SELECTED EXTRACT
/---
OpenCog and BigTable integration
HGDB should be integrated with OpenCog as a persistent store.
The BerkeleyDB back end of HGDB should be replaced with BigTable or an open-source equivalent.
OpenCog Prime
Projects related to building and testing the OpenCogPrime design for an AGI.
- Language: advanced C++
- Code: TBD
- List: TBD
- License: AGPLv3
Concept Formation
Blending
Implement conceptual blending as a heuristic for combining concepts, with a fitness function for a newly formed concept incorporating the quality of inferential conclusions derived from the concepts, and the quality of the MOSES classification rules learned using the concept. (1)
Map formation
Implement "map formation," a process that uses frequent subgraph mining methods to find frequently co-occurring subnetworks of the AtomTable, and then embodies these as new nodes. This requires some extension and adaptation of current algorithms for frequent subgraph mining. It also requires functional attention allocation. (1)
Context formation
Implement context formation, wherein an Atom C is defined as a context if it is important, and restricting other Atoms A to the context of C leads to conclusions that are significantly different from A's default truth value. (2)
OpenCog Applications
projects relating to using OpenCog Prime or OpenCog Collective components for specific applications
- Language: advanced C++
(until bindings are created for other languages, such as Java, Python, Ruby, Lisp, etc.) - License: any approved FOSS license
Rex Proxy and OpenPetBrain
A proxy currently exists connecting OpenCog to the RealXTend virtual world, enabling OpenCog to control virtual dogs learning tricks in the virtual world.
\---
[Entries from a data source]
/---
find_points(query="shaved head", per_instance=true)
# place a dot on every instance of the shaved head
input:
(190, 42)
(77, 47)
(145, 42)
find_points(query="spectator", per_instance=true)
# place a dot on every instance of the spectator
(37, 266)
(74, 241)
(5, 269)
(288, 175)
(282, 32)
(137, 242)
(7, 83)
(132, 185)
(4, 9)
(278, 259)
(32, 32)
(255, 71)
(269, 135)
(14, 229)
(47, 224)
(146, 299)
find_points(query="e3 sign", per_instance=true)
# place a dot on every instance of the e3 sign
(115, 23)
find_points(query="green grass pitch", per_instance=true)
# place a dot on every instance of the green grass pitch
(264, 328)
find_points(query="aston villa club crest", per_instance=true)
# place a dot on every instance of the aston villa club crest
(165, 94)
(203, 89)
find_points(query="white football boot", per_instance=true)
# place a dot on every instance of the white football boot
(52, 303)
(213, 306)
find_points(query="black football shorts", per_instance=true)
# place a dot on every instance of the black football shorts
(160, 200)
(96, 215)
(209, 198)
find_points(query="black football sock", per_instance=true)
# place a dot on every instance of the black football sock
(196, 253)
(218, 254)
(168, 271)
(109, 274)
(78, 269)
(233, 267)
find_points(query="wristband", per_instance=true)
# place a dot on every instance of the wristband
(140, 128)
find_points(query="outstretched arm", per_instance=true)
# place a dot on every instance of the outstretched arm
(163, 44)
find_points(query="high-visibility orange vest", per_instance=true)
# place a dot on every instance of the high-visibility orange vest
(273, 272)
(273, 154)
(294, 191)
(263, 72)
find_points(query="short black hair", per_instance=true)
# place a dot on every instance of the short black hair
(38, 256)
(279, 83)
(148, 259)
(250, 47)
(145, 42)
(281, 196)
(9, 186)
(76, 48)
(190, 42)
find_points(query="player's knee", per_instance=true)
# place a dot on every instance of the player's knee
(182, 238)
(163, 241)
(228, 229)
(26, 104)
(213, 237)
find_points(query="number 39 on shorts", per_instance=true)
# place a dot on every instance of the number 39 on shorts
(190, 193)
\---
STUDY QUESTIONS
[a] Reproduce the passage of the OpenCog project list between "The BerkeleyDB back" and "for an AGI.", inclusive.
[b] According to the OpenCog project list, which virtual world does the existing proxy connect OpenCog to?
[c] Write what comes next in the OpenCog project list, picking up after its final sentence.

ANSWERS BY ITEM NUMBER
[a]
The BerkeleyDB back end of HGDB should be replaced with BigTable or an open-source equivalent.
OpenCog Prime
Projects related to building and testing the OpenCogPrime design for an AGI.

[b] RealXTend

[c]
However, there are various quirks related to the interaction between OpenCog and RealXTend, partly to do with fixable shortcomings in RealXTend itself.
So, this project is good for someone who wants to tinker with RealXTend as well as the OpenCog/RealXTend proxy.
Sokoban
Sokoban would be a good toy domain for experimenting with various OpenCog methods. So hooking up OpenCog to a simple Sokoban server would seem worthwhile. MOSES and PLN could be used for Sokoban on their own, but it's more interesting of course to take an integrative approach. (1)
Robotics
Extend OpenCog to communicate with physical robots, using a toolkit like PyRo, or the Player-Stage Framework, or something similar. As mechanisms for communicating with agents in virtual worlds will be provided, this is not a huge conceptual leap, but will doubtless lead to many practical complexities. (1-3 depending on how far you go)
OpenBiomind
- Language: Java
- Code: http://code.google.com/p/openbiomind
- List: http://groups.google.com/group/openbiomind (mentors: Lucio and Ben)
- License: GPLv2
OpenBiomind contains code for applying genetic programming to analyze gene expression microarray data and SNP data. This approach has been successfully used to learn diagnostic rules for cancer, Alzheimer's, Parkinson's and other diseases, as reflected in several publications.
Neurobiological data analysis
Add necessary data types preprocessors (e.g. MEG, fMRI, EEG, PET, etc.), analysis algorithm tweaks, documented methodologies and other facilities for analysis of neurobiological data. Many public neurobiological databases exist (falling under the umbrella of the Human Cognome Project), for example the Allen Brain Atlas and others.